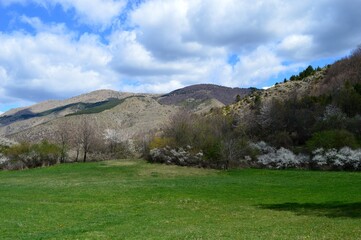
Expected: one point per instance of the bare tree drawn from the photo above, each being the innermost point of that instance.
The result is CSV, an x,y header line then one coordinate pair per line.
x,y
86,134
63,134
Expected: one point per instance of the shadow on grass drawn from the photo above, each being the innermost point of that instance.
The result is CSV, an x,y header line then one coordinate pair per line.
x,y
328,209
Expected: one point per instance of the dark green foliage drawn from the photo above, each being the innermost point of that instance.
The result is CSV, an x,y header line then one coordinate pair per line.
x,y
98,107
349,99
332,139
305,73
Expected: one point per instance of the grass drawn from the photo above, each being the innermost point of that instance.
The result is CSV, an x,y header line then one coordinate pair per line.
x,y
136,200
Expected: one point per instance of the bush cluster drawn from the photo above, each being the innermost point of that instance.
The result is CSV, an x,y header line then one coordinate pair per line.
x,y
26,155
322,159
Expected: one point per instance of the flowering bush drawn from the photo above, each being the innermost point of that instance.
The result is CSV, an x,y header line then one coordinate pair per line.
x,y
282,158
345,158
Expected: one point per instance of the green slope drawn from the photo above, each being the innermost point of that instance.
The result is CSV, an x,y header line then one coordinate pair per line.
x,y
137,200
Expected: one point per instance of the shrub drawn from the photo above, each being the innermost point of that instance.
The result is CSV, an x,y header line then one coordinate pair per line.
x,y
332,139
30,156
161,142
282,158
343,159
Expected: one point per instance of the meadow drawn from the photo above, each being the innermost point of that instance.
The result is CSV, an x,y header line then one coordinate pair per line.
x,y
132,199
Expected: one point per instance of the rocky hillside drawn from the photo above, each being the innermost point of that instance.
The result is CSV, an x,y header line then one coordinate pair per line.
x,y
308,86
132,113
192,95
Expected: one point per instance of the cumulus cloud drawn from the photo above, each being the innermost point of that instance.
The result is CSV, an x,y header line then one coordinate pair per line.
x,y
157,45
96,12
50,65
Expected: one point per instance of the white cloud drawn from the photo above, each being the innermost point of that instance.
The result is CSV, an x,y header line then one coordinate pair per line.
x,y
95,12
51,66
170,44
258,66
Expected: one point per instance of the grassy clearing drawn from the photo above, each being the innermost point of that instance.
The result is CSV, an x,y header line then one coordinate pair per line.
x,y
137,200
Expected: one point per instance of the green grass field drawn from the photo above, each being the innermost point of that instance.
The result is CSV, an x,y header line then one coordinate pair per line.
x,y
137,200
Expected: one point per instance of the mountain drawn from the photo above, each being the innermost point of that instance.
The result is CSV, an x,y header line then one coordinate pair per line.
x,y
131,113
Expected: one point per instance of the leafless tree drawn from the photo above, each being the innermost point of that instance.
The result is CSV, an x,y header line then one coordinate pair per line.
x,y
63,134
87,134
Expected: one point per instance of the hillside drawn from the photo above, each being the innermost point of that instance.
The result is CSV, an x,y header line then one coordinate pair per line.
x,y
133,116
130,112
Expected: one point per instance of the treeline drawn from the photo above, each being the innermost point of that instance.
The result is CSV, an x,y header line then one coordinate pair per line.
x,y
72,141
295,132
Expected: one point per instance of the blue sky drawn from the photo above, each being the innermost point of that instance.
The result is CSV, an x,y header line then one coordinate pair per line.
x,y
55,49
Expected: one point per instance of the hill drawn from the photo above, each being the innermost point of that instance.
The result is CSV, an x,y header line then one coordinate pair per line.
x,y
133,113
202,92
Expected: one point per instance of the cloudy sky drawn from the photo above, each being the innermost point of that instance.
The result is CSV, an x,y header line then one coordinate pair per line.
x,y
55,49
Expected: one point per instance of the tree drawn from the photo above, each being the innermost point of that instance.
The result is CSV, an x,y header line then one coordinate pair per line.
x,y
87,136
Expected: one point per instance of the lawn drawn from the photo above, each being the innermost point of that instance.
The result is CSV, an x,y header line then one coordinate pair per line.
x,y
127,199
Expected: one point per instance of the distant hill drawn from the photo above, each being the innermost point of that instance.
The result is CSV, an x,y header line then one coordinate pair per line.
- - - - - - -
### Task prompt
In the listing above, the lines from the one containing "Expected: one point per instance of the hillside" through the one containing "Expected: one point per instance of the treeline" must be set down exactly, with no other lines.

### Solution to this task
Expected: one point per instance of the hillside drawn from the photo above, each being the innermost point of that instance.
The result is CSV, an x,y header line then one coordinate pair per line.
x,y
133,116
130,112
Expected: one point per instance of the treeline drawn from the photo above, each being the innermost point of that instance.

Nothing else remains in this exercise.